### Page extract
========================================================================
Here's when I found:

PHP uses ref-counting for most garbage collection. That means non-cyclic data
structures are collected eagerly, as soon as the last reference to an object
is removed.

Naïve ref-counting can't collect cyclic data structures, though. Normally,
cycles are "collected" in PHP by just waiting until the request is done and
ditching everything. That works great for web sites, but makes less sense for
a command line app like Composer.

To better reclaim memory, PHP now has a cycle collector. Whenever a ref-count
is decremented but not zero, that means a new island of detached cyclic
objects _could_ have been created. When this happens, it adds that object to
an array of possible cyclic roots.

When that array gets full (10,000 elements), the cycle collector is triggered.
This walks the array and tries to collect any cyclic objects. They reference
this paper[1] for their algorithm for doing this, but what they describe just
sounds like a regular simple synchronous cycle collector to me.
========================================================================
Data records
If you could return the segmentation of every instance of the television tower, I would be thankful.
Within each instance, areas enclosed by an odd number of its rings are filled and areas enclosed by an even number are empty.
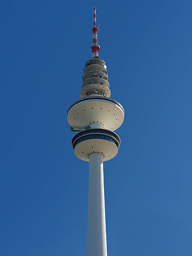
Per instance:
[[[75,154],[89,162],[87,256],[107,256],[103,162],[118,153],[120,138],[114,131],[123,122],[124,110],[110,98],[107,66],[98,55],[95,7],[94,17],[93,56],[85,65],[81,99],[70,106],[67,119],[71,130],[78,132],[72,142]]]

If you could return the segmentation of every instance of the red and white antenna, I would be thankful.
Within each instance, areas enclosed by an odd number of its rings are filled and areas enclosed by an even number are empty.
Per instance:
[[[96,7],[94,7],[93,9],[94,10],[94,26],[92,28],[93,44],[90,47],[90,51],[93,53],[93,58],[99,58],[99,57],[98,53],[100,50],[100,46],[97,43],[97,34],[99,31],[99,28],[98,26],[96,25]]]

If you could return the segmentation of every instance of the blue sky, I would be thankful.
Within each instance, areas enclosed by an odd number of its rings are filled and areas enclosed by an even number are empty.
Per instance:
[[[1,5],[0,254],[86,254],[88,165],[66,112],[96,6],[111,97],[125,111],[104,164],[108,255],[190,256],[191,1]]]

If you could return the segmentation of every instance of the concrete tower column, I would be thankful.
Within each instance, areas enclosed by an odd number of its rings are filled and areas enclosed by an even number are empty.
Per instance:
[[[87,256],[107,256],[103,156],[89,155]]]

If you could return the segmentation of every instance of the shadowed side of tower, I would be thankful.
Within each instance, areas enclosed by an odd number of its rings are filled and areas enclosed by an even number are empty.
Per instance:
[[[112,99],[107,66],[98,55],[96,8],[92,28],[92,58],[84,69],[80,99],[67,111],[76,156],[89,162],[87,256],[107,256],[103,162],[118,153],[120,138],[114,132],[122,124],[124,110]]]

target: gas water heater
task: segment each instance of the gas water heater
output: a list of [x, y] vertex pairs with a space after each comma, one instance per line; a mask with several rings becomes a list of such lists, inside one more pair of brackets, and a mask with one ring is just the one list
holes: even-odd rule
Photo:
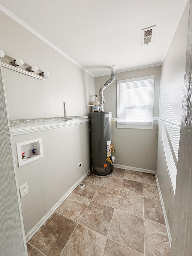
[[[111, 78], [101, 87], [99, 90], [99, 110], [92, 108], [91, 120], [91, 148], [92, 156], [92, 172], [102, 178], [110, 175], [113, 171], [114, 152], [112, 143], [112, 113], [105, 112], [104, 108], [103, 91], [115, 79], [116, 66], [111, 66]], [[94, 95], [96, 96], [96, 95]], [[96, 101], [97, 100], [96, 99]], [[96, 101], [93, 102], [93, 104]], [[93, 105], [92, 105], [92, 106]]]

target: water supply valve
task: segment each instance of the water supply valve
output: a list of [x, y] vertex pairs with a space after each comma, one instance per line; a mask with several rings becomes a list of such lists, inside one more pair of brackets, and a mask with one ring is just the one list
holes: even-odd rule
[[35, 150], [36, 150], [36, 149], [34, 149], [32, 150], [32, 151], [33, 152], [32, 155], [31, 155], [32, 156], [35, 156], [35, 155], [36, 155], [36, 154], [35, 154]]
[[115, 157], [113, 155], [112, 157], [111, 158], [111, 161], [112, 162], [112, 164], [113, 165], [113, 163], [115, 161]]

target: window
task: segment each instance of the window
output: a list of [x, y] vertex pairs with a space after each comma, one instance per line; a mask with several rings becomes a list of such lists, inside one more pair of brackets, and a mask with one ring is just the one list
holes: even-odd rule
[[154, 75], [117, 82], [117, 127], [152, 129]]

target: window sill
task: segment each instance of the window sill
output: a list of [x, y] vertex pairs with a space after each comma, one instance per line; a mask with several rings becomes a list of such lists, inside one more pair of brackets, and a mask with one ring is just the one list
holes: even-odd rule
[[116, 124], [117, 128], [123, 129], [153, 129], [153, 124]]

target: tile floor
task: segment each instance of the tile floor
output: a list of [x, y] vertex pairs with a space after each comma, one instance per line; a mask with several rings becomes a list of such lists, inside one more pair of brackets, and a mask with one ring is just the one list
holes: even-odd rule
[[28, 256], [170, 255], [154, 174], [87, 176], [28, 243]]

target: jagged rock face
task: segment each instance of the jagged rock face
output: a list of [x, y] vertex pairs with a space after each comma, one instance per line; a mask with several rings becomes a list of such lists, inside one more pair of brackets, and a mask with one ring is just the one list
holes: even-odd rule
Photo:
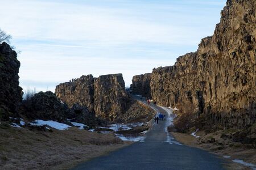
[[22, 100], [18, 75], [20, 65], [16, 52], [9, 45], [0, 44], [0, 120], [16, 116]]
[[40, 119], [68, 124], [68, 120], [70, 120], [89, 126], [100, 125], [102, 122], [86, 107], [75, 104], [69, 108], [51, 91], [40, 92], [31, 99], [24, 100], [20, 112], [22, 116], [31, 121]]
[[[174, 66], [153, 70], [153, 100], [205, 124], [243, 128], [256, 113], [256, 1], [229, 0], [212, 37]], [[201, 115], [201, 116], [200, 116]]]
[[147, 122], [153, 118], [155, 110], [139, 101], [131, 100], [128, 102], [127, 110], [118, 114], [118, 120], [121, 122]]
[[150, 97], [151, 80], [151, 73], [134, 76], [133, 77], [133, 84], [131, 84], [131, 90], [133, 94]]
[[86, 107], [77, 104], [74, 104], [69, 109], [67, 118], [72, 122], [84, 124], [89, 126], [100, 126], [102, 124]]
[[83, 75], [79, 79], [57, 86], [55, 94], [69, 108], [77, 103], [86, 106], [89, 112], [94, 112], [94, 80], [92, 75]]
[[95, 79], [94, 111], [97, 117], [113, 121], [126, 110], [129, 96], [121, 74], [105, 75]]
[[82, 76], [71, 82], [60, 84], [55, 90], [56, 96], [68, 103], [86, 106], [97, 117], [114, 121], [125, 112], [129, 99], [121, 74]]
[[40, 92], [23, 102], [20, 113], [31, 120], [41, 119], [65, 122], [69, 108], [52, 92]]

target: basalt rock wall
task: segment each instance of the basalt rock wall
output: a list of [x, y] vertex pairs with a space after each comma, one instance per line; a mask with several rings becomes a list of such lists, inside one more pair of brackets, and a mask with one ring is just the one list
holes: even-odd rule
[[228, 1], [213, 35], [202, 39], [197, 52], [153, 70], [153, 100], [210, 126], [255, 124], [255, 1]]
[[15, 117], [22, 100], [19, 86], [20, 64], [17, 54], [6, 42], [0, 44], [0, 120]]
[[121, 74], [93, 78], [82, 76], [57, 86], [56, 96], [69, 107], [78, 103], [106, 120], [117, 120], [125, 112], [129, 96]]
[[135, 75], [133, 77], [131, 90], [133, 94], [141, 95], [144, 97], [150, 97], [151, 73]]

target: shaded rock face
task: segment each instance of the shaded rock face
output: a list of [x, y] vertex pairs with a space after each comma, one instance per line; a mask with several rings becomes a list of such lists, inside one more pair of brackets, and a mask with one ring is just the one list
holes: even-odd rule
[[144, 97], [150, 97], [150, 73], [135, 75], [133, 77], [133, 84], [131, 84], [131, 90], [133, 94], [141, 95]]
[[0, 120], [16, 116], [22, 100], [18, 75], [20, 65], [16, 52], [7, 43], [0, 44]]
[[117, 118], [118, 114], [125, 112], [129, 100], [121, 74], [98, 78], [83, 75], [57, 86], [55, 93], [69, 107], [78, 103], [86, 107], [97, 117], [112, 121]]
[[65, 122], [69, 109], [52, 92], [40, 92], [23, 101], [20, 113], [31, 120], [40, 119]]
[[90, 112], [94, 112], [94, 81], [92, 75], [83, 75], [79, 79], [57, 86], [55, 94], [69, 108], [77, 103], [86, 106]]
[[84, 124], [89, 126], [102, 125], [102, 122], [85, 107], [75, 104], [69, 110], [67, 118], [71, 122]]
[[141, 102], [131, 100], [128, 102], [127, 110], [119, 114], [118, 119], [121, 122], [147, 122], [152, 120], [155, 110]]
[[70, 120], [70, 121], [89, 126], [101, 124], [86, 107], [75, 104], [69, 108], [51, 91], [40, 92], [30, 99], [23, 101], [20, 112], [31, 121], [40, 119], [68, 123], [68, 120]]
[[100, 76], [94, 87], [96, 116], [113, 121], [125, 112], [129, 96], [121, 74]]
[[203, 118], [205, 125], [244, 128], [256, 113], [256, 1], [229, 0], [214, 35], [173, 66], [153, 70], [153, 100]]

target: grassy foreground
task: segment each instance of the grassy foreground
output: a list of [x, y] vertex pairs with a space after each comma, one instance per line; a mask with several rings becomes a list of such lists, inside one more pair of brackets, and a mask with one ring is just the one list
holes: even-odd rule
[[113, 134], [71, 128], [40, 131], [0, 124], [2, 169], [66, 169], [128, 145]]

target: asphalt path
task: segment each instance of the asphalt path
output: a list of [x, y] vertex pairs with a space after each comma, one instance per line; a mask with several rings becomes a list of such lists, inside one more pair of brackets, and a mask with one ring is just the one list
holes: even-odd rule
[[204, 150], [181, 144], [167, 131], [173, 116], [169, 109], [151, 107], [165, 114], [166, 120], [154, 124], [143, 142], [93, 159], [72, 169], [224, 169], [222, 159]]

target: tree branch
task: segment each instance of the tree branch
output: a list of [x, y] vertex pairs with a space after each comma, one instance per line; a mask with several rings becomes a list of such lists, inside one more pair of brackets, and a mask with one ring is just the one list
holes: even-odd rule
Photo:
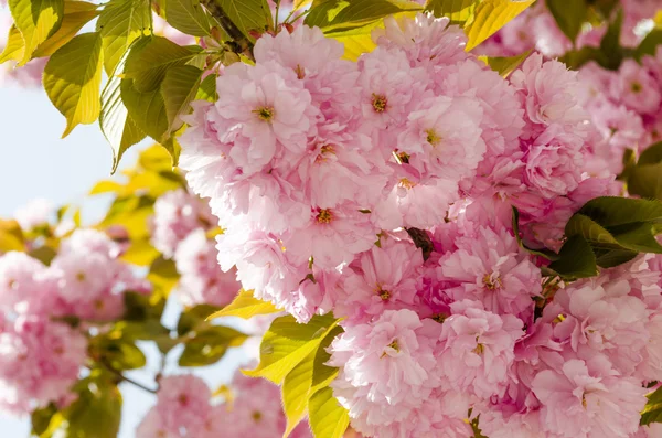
========================================================================
### Set problem
Copy the part of the PHP garbage collection text starting with "To better reclaim" and going on through "possible cyclic roots.", switching every "array" to "list".

### Reply
To better reclaim memory, PHP now has a cycle collector. Whenever a ref-count
is decremented but not zero, that means a new island of detached cyclic
objects _could_ have been created. When this happens, it adds that object to
an list of possible cyclic roots.